● **Goal of the exercise**
Locate every line in the listing below that contains the string "post" and copy each one. Letter case counts.

----- Material provided -----

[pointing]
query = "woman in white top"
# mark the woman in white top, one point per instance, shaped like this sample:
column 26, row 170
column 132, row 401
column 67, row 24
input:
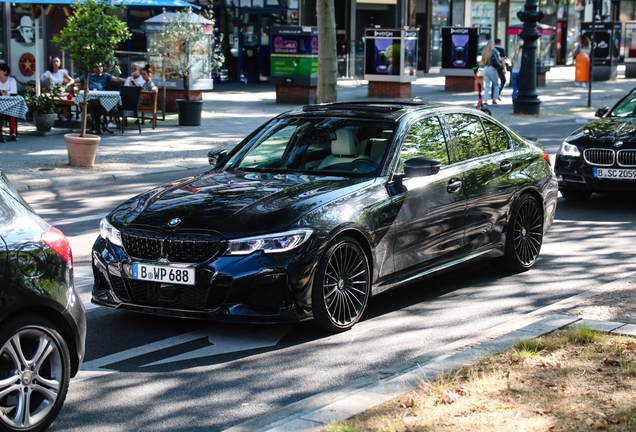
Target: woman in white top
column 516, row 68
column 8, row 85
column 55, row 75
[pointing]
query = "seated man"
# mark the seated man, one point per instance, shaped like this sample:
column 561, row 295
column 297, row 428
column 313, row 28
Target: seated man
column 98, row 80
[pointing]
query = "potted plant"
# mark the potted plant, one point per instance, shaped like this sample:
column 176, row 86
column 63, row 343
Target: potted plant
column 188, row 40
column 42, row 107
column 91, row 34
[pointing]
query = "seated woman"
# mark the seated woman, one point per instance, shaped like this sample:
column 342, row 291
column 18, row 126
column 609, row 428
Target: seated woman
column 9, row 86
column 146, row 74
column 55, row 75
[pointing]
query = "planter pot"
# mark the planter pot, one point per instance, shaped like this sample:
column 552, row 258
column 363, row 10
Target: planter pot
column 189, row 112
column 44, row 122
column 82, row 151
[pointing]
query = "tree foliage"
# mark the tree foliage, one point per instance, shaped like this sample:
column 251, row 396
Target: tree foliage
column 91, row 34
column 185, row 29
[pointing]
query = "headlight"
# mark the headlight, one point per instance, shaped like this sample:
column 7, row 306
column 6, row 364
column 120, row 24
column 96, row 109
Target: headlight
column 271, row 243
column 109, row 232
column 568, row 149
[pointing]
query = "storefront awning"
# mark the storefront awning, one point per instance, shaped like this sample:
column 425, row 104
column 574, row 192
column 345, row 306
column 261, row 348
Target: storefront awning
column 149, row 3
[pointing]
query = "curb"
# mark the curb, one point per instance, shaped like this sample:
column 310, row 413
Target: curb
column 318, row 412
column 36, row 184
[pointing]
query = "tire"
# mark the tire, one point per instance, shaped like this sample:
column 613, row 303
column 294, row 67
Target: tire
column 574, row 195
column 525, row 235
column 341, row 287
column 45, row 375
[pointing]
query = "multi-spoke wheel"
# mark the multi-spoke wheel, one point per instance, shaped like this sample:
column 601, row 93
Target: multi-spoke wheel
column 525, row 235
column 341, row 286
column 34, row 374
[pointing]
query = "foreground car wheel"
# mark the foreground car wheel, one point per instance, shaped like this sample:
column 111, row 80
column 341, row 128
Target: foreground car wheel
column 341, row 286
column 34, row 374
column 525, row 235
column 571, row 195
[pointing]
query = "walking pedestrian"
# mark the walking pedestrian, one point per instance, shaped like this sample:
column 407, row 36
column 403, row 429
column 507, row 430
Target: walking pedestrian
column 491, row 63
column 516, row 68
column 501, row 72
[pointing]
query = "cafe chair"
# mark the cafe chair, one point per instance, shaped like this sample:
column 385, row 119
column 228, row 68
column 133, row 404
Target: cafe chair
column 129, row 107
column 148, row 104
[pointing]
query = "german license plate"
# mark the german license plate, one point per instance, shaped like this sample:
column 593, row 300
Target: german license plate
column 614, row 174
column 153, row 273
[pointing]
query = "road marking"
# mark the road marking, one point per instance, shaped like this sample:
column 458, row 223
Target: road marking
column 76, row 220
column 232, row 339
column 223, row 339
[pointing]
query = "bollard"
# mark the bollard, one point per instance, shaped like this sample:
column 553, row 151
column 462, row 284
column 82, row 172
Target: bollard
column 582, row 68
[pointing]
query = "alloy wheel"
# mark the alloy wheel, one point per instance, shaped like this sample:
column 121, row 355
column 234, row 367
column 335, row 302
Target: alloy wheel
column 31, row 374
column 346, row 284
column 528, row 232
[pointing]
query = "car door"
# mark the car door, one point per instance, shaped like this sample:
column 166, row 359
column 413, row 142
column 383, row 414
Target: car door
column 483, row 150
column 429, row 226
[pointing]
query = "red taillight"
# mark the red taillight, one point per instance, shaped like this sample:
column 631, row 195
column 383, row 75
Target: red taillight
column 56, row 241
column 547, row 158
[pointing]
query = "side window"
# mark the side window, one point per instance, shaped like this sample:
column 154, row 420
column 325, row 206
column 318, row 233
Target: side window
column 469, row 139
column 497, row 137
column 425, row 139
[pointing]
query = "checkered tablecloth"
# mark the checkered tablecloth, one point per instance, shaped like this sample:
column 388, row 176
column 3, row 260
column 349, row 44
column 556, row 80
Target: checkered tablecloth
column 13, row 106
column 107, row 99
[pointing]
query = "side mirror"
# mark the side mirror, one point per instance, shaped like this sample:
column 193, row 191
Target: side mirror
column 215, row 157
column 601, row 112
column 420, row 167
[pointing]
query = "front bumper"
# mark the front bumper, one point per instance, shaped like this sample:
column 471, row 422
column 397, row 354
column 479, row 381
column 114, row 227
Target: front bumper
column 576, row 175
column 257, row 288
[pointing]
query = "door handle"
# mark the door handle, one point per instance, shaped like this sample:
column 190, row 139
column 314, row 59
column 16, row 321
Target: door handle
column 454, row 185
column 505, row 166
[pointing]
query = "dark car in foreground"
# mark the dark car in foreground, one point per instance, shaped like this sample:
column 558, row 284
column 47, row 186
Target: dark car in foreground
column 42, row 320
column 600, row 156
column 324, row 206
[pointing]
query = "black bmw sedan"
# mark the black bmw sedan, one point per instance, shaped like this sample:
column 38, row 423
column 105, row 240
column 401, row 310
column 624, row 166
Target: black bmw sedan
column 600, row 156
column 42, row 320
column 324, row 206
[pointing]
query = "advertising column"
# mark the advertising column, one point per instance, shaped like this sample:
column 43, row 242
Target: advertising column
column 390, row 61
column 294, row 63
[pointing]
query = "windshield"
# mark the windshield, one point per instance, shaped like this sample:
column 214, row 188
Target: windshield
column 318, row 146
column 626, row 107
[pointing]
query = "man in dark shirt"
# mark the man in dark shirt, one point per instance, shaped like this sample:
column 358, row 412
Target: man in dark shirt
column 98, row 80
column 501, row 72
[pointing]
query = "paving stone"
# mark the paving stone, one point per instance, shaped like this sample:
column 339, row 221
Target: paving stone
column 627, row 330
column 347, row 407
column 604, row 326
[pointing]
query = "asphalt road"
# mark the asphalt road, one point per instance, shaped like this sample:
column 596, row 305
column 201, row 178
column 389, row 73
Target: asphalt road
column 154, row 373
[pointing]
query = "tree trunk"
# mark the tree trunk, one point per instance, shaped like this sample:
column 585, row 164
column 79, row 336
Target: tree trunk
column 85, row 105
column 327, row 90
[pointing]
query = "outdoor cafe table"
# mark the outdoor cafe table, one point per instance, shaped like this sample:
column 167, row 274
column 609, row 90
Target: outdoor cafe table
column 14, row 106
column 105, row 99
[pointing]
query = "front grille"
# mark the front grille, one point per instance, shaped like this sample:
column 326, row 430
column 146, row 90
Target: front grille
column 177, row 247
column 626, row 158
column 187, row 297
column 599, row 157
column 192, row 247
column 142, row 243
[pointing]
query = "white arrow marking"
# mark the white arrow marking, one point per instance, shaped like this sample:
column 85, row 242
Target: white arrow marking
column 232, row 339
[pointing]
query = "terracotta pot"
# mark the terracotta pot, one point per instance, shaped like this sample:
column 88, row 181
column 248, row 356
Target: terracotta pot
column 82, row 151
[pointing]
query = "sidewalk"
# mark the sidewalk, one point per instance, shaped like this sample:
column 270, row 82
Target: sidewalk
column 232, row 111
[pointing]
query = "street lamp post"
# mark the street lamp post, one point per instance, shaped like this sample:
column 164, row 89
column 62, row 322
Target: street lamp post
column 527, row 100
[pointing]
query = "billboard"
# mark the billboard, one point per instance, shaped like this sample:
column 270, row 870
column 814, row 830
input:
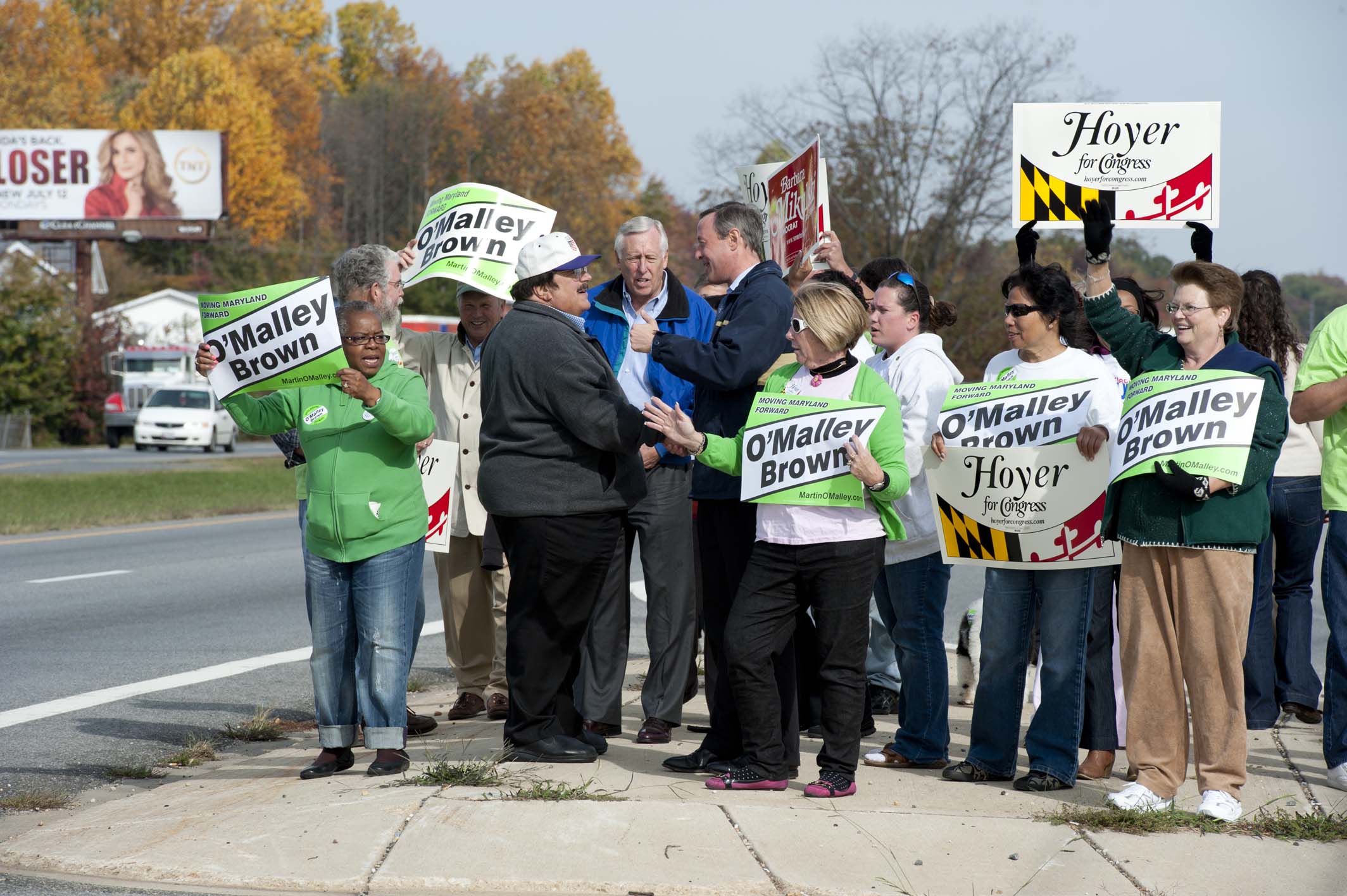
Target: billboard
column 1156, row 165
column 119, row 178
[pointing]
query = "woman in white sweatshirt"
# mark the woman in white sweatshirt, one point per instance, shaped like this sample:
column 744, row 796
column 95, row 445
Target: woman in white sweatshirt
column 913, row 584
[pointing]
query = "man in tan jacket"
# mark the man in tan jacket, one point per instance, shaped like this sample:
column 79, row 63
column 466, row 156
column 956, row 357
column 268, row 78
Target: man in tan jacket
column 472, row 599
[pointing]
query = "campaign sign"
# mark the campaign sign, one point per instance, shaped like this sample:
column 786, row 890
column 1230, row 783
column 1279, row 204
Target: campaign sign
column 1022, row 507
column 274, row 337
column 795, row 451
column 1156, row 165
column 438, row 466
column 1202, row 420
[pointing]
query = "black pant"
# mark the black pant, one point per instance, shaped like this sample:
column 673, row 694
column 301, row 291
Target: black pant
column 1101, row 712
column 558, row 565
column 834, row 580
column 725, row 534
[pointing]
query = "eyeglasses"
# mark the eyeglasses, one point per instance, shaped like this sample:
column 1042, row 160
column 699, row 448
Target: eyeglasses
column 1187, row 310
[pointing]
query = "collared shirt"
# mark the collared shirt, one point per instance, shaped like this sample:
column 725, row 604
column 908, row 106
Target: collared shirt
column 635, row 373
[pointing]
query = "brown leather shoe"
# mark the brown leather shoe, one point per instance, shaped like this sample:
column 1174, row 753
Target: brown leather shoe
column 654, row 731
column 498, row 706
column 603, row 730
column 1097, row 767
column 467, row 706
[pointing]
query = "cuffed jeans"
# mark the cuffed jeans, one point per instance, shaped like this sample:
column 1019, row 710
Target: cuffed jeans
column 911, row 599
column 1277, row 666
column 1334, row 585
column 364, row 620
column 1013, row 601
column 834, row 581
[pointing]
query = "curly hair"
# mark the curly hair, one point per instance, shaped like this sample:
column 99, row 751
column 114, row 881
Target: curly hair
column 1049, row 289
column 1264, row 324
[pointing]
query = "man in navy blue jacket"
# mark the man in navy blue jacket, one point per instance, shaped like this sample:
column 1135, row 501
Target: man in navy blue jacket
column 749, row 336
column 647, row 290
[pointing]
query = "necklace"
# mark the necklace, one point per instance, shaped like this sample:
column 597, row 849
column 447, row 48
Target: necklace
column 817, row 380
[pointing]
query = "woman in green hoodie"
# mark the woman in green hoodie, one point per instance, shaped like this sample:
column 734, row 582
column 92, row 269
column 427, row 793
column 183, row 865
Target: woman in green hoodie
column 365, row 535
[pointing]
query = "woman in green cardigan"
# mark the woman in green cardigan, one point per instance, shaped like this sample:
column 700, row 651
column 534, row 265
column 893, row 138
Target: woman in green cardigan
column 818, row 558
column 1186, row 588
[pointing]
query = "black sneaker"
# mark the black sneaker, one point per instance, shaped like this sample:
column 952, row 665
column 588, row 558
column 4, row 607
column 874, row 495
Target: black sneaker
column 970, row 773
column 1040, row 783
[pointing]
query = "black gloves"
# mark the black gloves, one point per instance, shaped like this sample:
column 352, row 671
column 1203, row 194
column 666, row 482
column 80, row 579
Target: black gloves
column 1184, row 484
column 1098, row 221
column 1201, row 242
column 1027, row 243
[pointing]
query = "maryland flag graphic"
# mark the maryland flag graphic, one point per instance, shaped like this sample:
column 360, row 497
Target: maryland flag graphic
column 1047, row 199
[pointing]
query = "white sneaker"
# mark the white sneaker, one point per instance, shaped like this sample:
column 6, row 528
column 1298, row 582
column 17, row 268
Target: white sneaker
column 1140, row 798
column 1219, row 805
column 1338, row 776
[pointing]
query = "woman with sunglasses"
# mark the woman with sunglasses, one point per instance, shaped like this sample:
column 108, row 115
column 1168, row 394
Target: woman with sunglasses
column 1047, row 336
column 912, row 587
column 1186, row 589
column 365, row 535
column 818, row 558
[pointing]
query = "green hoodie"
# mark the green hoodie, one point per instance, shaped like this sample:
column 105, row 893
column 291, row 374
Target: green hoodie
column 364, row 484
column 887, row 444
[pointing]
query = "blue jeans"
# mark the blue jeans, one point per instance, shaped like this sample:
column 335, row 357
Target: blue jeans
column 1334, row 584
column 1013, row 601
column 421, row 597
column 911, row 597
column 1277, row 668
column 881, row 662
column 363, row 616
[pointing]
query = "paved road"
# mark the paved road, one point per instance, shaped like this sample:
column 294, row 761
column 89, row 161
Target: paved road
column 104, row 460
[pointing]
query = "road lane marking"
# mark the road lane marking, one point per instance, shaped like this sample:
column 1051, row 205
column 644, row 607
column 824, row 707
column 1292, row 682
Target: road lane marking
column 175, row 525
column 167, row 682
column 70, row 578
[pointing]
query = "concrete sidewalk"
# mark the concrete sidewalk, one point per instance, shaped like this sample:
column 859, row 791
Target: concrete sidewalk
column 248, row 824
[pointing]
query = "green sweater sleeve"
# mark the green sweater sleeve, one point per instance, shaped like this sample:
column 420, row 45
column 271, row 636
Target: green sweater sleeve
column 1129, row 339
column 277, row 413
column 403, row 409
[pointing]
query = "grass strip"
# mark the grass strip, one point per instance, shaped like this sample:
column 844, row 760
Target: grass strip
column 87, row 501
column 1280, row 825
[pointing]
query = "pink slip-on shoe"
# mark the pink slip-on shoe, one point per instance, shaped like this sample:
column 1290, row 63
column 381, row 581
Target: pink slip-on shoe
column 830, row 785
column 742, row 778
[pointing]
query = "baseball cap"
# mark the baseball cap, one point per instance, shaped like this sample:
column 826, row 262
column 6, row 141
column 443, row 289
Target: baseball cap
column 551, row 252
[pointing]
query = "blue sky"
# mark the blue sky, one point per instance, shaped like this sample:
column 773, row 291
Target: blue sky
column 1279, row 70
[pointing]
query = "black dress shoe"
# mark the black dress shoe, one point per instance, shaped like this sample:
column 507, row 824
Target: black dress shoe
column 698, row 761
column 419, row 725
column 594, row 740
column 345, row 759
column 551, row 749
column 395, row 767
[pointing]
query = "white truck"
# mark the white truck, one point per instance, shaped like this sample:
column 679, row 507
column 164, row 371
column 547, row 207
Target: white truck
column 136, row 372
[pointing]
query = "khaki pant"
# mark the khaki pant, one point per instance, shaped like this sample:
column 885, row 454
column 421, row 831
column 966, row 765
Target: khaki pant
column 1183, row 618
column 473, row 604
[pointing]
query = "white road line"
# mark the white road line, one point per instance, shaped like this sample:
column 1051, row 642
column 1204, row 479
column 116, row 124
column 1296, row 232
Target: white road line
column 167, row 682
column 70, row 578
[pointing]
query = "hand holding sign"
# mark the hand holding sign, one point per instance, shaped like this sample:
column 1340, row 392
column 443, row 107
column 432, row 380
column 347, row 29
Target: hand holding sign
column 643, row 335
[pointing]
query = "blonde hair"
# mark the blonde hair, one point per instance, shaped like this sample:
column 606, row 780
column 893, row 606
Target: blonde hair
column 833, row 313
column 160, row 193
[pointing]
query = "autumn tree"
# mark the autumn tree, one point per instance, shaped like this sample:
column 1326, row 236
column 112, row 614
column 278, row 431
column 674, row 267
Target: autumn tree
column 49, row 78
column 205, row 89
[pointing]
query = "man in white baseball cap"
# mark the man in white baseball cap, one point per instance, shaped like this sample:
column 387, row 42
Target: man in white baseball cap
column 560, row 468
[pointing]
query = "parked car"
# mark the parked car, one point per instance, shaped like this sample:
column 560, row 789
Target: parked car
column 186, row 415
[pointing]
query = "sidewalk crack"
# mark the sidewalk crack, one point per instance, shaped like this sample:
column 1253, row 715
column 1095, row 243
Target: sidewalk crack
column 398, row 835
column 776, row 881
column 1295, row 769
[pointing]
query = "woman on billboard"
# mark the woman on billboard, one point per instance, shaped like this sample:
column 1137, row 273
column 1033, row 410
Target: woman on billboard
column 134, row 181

-----

● **Final answer**
query = "street lamp post"
# mark the street lamp post, one point per instance, shaped like this sample:
Target: street lamp post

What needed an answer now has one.